| TASK GOAL |
Word for word, print each line of the listing below; pictures stay out.

[Pointing dataset excerpts]
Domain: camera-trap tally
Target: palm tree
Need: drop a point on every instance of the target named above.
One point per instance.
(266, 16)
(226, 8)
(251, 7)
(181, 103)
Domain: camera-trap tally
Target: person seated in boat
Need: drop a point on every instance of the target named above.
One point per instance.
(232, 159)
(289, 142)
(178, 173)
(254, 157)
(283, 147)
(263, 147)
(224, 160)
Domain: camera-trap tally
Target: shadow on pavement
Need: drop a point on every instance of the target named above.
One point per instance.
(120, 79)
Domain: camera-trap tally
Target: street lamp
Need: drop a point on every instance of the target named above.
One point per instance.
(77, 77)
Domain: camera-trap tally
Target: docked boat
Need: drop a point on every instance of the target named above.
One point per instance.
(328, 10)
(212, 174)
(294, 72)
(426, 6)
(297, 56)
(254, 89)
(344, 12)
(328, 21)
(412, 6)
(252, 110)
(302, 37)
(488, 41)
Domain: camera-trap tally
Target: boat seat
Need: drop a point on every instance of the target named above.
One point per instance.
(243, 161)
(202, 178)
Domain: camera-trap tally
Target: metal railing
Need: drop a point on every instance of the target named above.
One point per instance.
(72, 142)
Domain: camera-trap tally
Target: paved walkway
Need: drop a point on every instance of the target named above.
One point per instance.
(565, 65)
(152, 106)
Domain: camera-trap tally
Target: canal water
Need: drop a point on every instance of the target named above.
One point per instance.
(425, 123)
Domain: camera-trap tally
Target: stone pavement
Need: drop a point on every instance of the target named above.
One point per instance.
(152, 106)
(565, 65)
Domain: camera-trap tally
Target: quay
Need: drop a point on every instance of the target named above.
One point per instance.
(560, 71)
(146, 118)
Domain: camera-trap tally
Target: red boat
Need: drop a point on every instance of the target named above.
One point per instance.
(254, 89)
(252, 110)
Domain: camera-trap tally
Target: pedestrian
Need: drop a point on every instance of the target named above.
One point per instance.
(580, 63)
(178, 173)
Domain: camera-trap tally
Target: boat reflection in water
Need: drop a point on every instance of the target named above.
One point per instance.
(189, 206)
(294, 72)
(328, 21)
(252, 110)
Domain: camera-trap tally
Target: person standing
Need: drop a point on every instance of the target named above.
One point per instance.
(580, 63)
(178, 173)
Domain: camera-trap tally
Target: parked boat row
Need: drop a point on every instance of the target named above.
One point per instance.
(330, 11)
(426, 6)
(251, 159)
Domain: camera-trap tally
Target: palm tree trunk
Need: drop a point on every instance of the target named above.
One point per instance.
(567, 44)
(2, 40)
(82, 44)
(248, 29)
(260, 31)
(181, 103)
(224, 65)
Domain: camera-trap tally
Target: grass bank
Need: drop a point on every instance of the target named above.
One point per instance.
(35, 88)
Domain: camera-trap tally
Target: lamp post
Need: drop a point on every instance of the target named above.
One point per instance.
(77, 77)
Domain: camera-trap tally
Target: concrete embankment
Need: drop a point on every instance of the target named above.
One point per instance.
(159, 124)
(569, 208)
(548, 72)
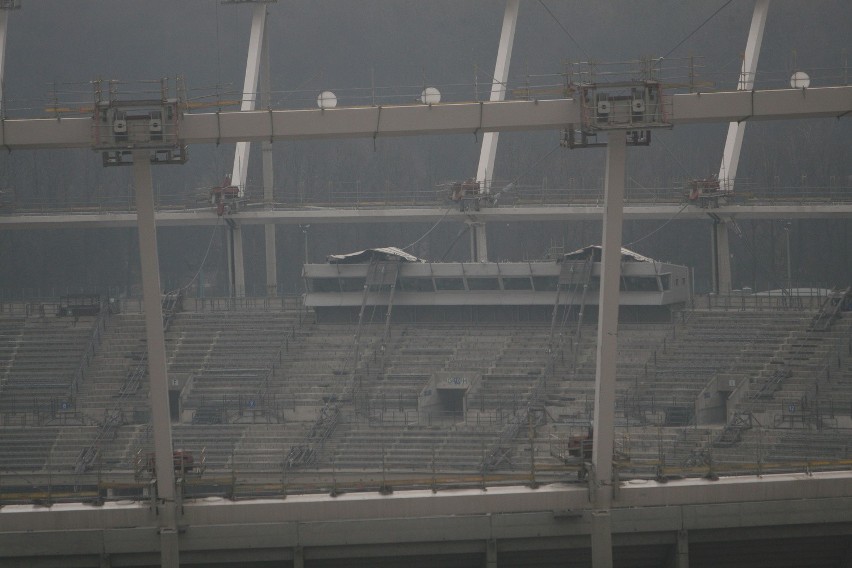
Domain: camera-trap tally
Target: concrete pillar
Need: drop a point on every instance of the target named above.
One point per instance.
(601, 539)
(604, 418)
(271, 261)
(268, 196)
(158, 391)
(721, 259)
(478, 242)
(491, 553)
(239, 267)
(681, 558)
(229, 253)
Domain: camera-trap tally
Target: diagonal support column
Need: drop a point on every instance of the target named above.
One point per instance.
(733, 147)
(736, 130)
(158, 391)
(604, 418)
(241, 154)
(488, 151)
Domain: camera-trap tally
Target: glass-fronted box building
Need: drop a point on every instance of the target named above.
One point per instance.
(419, 290)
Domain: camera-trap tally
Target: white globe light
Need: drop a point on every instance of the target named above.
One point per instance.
(327, 99)
(800, 80)
(430, 96)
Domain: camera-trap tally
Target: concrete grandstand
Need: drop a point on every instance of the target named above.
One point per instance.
(269, 403)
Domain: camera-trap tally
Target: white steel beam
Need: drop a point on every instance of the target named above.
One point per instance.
(158, 394)
(444, 118)
(257, 40)
(249, 103)
(488, 151)
(736, 130)
(320, 215)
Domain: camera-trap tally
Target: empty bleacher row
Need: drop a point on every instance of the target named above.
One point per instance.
(255, 383)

| OUTPUT OF THE EXERCISE |
Domain: camera-trap tally
Target: palm tree
Need: drop a point on every instance of the target named above.
One point per instance.
(266, 16)
(226, 8)
(251, 7)
(181, 103)
Domain: camera-trap tally
Target: person seated in boat
Need: drop a point on every instance of the target named above.
One point per instance.
(232, 159)
(289, 142)
(178, 173)
(254, 157)
(283, 147)
(263, 147)
(224, 160)
Domain: camera-trap tally
Target: shadow on pavement
Need: drop a point on every instance of the target named above.
One point per instance.
(120, 79)
Domain: camera-trap tally
Target: street lamp
Need: drop a point on every instance of the target named above.
One point per instance.
(77, 77)
Domain: camera-trap tally
Target: docked boat
Need: drop a point on every instance of the target named above.
One point per instance.
(328, 10)
(212, 174)
(294, 72)
(426, 6)
(297, 56)
(254, 89)
(344, 12)
(328, 21)
(412, 6)
(252, 110)
(302, 37)
(488, 41)
Domain: camera-trap tally
Target: boat seat
Need: drop a point on every instance of the target named above.
One point per instance.
(243, 161)
(202, 178)
Domain: camera-trap tally
Target: metal railing
Need: drop a point on every instance of the target named above.
One point per instance.
(72, 142)
Domain: camera-trap tally
Target: paved walkway
Need: drop a point on every instance of the target named above.
One point per instance.
(565, 65)
(152, 106)
Domain: camera-trap tally
Target: canal water
Need: drop a point on every instance of the target named above.
One point per instance.
(425, 123)
Domain: camera-trap tally
Target: stone pavement
Need: drop a point on every instance of the target named above.
One point per instance.
(152, 106)
(565, 65)
Domain: camera-trap tally
Target: quay
Need: drop a point on every instance of the target named above.
One point per instance.
(560, 71)
(146, 118)
Domain: camera-trap tally
Target: red boat
Need: drop a point on every instance of the target named above.
One point per instance.
(254, 89)
(252, 110)
Domain: camera-trap tally
Target: pedestrian
Need: drop a point on every instance of the target named above.
One point per instance.
(580, 63)
(178, 173)
Domain: camera-trap tally
Target: boat reflection in water
Need: drop a point on every instance of the target named above.
One point per instance.
(189, 206)
(294, 72)
(328, 21)
(252, 110)
Domain: camera-trap tally
Target: person standing
Need: drop a point on every instance of the target named above.
One point per instance.
(580, 63)
(178, 173)
Domain: camera-trap tally
Target: parked boat row
Need: drop a point on every instance of the target named above.
One point per instance.
(330, 11)
(426, 6)
(251, 159)
Domain: camera-trap tally
Target: palm tree trunk
Need: drop a point on every instance of the target named above.
One point per instance.
(567, 44)
(2, 40)
(82, 44)
(248, 29)
(260, 31)
(181, 103)
(224, 65)
Domain: camera-trap tally
Target: grass bank
Need: drop a point on every instance of the target named above.
One point per instance.
(35, 88)
Domain: camera-trap tally
Target: lamp post
Need: drop a point on every instance of the target named above.
One point per instance.
(77, 77)
Domain: camera-trap tally
Target: concrete embankment
Need: drop a point on every instance of the target named above.
One point per instance.
(159, 124)
(569, 208)
(548, 72)
Domain: camera-trap tally
Target: concrete pillar
Need: drop a point on every instance of the target named above.
One point per instance.
(601, 539)
(604, 418)
(271, 261)
(268, 196)
(158, 391)
(721, 259)
(478, 242)
(491, 553)
(239, 267)
(681, 558)
(229, 253)
Domain: camera-trap tally
Target: diagonal support column
Need: drop a point on every instance of the target named above.
One point per instance.
(733, 147)
(736, 130)
(158, 391)
(604, 418)
(241, 154)
(488, 151)
Domain: camera-trap tally
Target: glass-fronted box building
Need: drop a point on every instance of the target named above.
One point per instance.
(419, 290)
Domain: camera-trap tally
Target: white globe light
Need: drop a point on every instance of the target named above.
One point per instance.
(327, 99)
(800, 80)
(430, 96)
Domain: camera-trap tally
Target: concrete grandstand
Need: drop a point on every instance of the target named above.
One point per instance.
(269, 403)
Domain: camera-trap tally
Target: white steel beam
Need: drop a point on every instance of the target named above.
One point per instance.
(158, 394)
(444, 118)
(257, 40)
(249, 103)
(488, 151)
(736, 130)
(320, 215)
Domain: camera-trap tally
Target: empty bleacher row
Need: drop a point on every instance of the target named above.
One point per instance.
(255, 383)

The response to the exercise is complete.